*PROVIDED DATA:*

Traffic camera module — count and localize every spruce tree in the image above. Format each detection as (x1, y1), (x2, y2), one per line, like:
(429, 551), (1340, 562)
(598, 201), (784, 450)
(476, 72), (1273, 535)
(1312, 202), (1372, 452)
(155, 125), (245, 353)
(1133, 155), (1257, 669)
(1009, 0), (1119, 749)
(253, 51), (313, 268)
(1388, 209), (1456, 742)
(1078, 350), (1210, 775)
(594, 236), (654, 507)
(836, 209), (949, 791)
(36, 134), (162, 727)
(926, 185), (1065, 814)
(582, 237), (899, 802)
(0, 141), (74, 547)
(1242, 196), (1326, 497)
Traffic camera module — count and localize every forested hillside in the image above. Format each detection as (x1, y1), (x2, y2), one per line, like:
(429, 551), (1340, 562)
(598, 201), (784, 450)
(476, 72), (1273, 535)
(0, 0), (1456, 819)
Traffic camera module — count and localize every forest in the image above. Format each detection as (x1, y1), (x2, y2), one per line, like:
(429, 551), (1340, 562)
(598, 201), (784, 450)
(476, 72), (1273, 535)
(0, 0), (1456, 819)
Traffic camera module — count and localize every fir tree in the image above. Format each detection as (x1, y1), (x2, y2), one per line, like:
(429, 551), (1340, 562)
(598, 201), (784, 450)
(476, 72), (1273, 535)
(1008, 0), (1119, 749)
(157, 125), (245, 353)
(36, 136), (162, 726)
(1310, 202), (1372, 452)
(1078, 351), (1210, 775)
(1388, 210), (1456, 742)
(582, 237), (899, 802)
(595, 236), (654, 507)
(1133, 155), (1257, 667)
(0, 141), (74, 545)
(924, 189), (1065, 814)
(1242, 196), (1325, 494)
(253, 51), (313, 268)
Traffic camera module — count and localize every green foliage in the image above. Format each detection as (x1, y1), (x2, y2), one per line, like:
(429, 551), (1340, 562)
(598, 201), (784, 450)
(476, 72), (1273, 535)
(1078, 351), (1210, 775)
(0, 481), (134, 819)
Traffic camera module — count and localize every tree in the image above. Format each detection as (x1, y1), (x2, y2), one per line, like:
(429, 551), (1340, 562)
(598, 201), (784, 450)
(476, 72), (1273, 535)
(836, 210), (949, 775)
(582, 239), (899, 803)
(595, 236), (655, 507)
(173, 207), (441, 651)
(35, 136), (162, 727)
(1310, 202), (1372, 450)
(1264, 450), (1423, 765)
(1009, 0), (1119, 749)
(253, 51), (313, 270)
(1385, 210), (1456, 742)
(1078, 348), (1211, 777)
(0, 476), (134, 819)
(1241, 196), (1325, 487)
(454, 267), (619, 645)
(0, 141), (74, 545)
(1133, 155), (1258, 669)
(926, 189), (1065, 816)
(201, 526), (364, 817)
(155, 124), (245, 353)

*WHAT IS NEEDED:* Can you give the lines from the very first one above through the line containing "(1242, 196), (1326, 497)" as a JSON list of strings, one string per line, with blank lines left out?

*THE RESULT:*
[
  "Traffic camera module — count and localize every spruce tree in the image above. Format each detection as (x1, y1), (x2, y2), one per line, like:",
  "(429, 551), (1340, 562)",
  "(598, 201), (784, 450)",
  "(476, 72), (1273, 535)",
  "(1312, 202), (1372, 452)",
  "(155, 125), (245, 353)",
  "(1133, 155), (1257, 669)",
  "(1009, 0), (1119, 749)",
  "(253, 51), (313, 268)",
  "(1388, 209), (1456, 742)",
  "(1078, 350), (1210, 775)",
  "(594, 236), (654, 507)",
  "(836, 209), (949, 791)",
  "(36, 134), (162, 727)",
  "(926, 185), (1065, 814)",
  "(582, 237), (899, 802)",
  "(0, 141), (74, 547)",
  "(1242, 196), (1326, 497)"
]